» Material to process:
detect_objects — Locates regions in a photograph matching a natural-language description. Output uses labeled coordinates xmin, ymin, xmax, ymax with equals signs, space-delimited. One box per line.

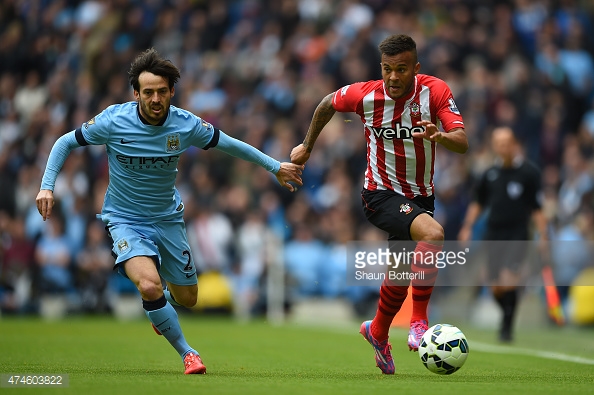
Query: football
xmin=419 ymin=324 xmax=469 ymax=374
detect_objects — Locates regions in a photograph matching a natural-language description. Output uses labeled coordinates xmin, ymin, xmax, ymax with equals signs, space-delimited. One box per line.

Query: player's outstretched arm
xmin=291 ymin=92 xmax=336 ymax=165
xmin=216 ymin=131 xmax=303 ymax=192
xmin=35 ymin=131 xmax=80 ymax=221
xmin=35 ymin=189 xmax=56 ymax=221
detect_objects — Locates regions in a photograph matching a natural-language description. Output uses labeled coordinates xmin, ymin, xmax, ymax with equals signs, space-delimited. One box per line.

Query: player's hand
xmin=35 ymin=189 xmax=56 ymax=221
xmin=412 ymin=121 xmax=443 ymax=143
xmin=291 ymin=144 xmax=311 ymax=165
xmin=276 ymin=162 xmax=305 ymax=192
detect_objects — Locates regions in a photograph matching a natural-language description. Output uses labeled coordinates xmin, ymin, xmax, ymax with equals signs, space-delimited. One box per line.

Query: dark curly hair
xmin=128 ymin=48 xmax=180 ymax=91
xmin=378 ymin=34 xmax=417 ymax=63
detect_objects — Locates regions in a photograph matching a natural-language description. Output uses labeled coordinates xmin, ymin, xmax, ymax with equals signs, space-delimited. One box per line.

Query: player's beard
xmin=139 ymin=99 xmax=169 ymax=125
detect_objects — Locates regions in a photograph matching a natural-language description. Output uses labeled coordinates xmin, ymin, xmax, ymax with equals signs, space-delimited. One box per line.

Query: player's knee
xmin=176 ymin=292 xmax=198 ymax=308
xmin=137 ymin=279 xmax=163 ymax=300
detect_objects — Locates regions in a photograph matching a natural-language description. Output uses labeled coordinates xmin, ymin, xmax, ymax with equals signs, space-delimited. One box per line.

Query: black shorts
xmin=361 ymin=189 xmax=435 ymax=240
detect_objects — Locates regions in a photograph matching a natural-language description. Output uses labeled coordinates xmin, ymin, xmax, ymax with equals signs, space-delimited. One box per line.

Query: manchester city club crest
xmin=166 ymin=133 xmax=181 ymax=152
xmin=83 ymin=117 xmax=95 ymax=129
xmin=118 ymin=239 xmax=130 ymax=254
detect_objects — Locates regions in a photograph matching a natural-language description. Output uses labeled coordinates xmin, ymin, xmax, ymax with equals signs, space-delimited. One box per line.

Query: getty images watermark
xmin=346 ymin=240 xmax=594 ymax=287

» Task to carry out:
Reproduce every line of the items above verbatim, omitting the pictures from your answer.

» The output:
detect_objects — Locates regions in a photograph matching a natural-language description. Output uses labeled coordinates xmin, ymin, xmax, ymax with equals signs, space-delimited. One box per line.

Query: football
xmin=419 ymin=324 xmax=469 ymax=374
detect_objects — Locates regions in a photograph matching a natural-language description. Output uses labeled coordinates xmin, ymin, xmax, ymax with equals signs, space-delimited. One box per line.

Query: player's outstretched arm
xmin=291 ymin=92 xmax=336 ymax=165
xmin=216 ymin=131 xmax=303 ymax=192
xmin=35 ymin=131 xmax=80 ymax=221
xmin=35 ymin=189 xmax=56 ymax=221
detect_objects — Locates regions in a photograph matching a natural-language description. Output uses labeled coordinates xmin, ymin, xmax, ymax with equals signs, space-delimited. One box per line.

Query: player's hand
xmin=35 ymin=189 xmax=56 ymax=221
xmin=412 ymin=121 xmax=443 ymax=143
xmin=291 ymin=144 xmax=311 ymax=165
xmin=276 ymin=162 xmax=305 ymax=192
detect_objects — Locates regions in a photograph matching a natural-language description. Output uses labeled coordinates xmin, ymin, xmax, ymax with equals signs, space-delimited. One box per line.

Query: dark curly hair
xmin=128 ymin=48 xmax=180 ymax=91
xmin=378 ymin=34 xmax=417 ymax=63
detect_objects — Locates regions in a photograph matching a natural-language description. Output uses labeled coordinates xmin, ymin, xmax, ymax with equals signs, space-delimited. One box per line.

Query: player's beard
xmin=139 ymin=99 xmax=169 ymax=125
detect_objects — Locates regions in a photograph matching a natural-language description. Output uses labeled coordinates xmin, ymin, xmax, ymax with equals signs, space-delimited. One box per line.

Query: player's knee
xmin=176 ymin=292 xmax=198 ymax=308
xmin=137 ymin=279 xmax=163 ymax=300
detect_objects — Locates regions in a photograph matching a natural-language description. Output uses labeled coordinates xmin, ymin, xmax, ymax with equals signs, space-delimited. One box per line.

Query: black shorts
xmin=361 ymin=189 xmax=435 ymax=240
detect_objects — Locates regions in a photograph matching a natural-language description. Output uses labeled coordinates xmin, ymin, xmax, ymax with equals signs, space-delimited. One box per line.

Query: manchester city club crest
xmin=166 ymin=133 xmax=181 ymax=152
xmin=83 ymin=117 xmax=95 ymax=129
xmin=118 ymin=239 xmax=130 ymax=254
detect_objects — Locates regions in a photograph matching a natural-language description. Output uses labeled coordinates xmin, ymin, xmax, ymax with equals signs, space-delimited. One box per line.

Query: getty images watermark
xmin=346 ymin=240 xmax=594 ymax=287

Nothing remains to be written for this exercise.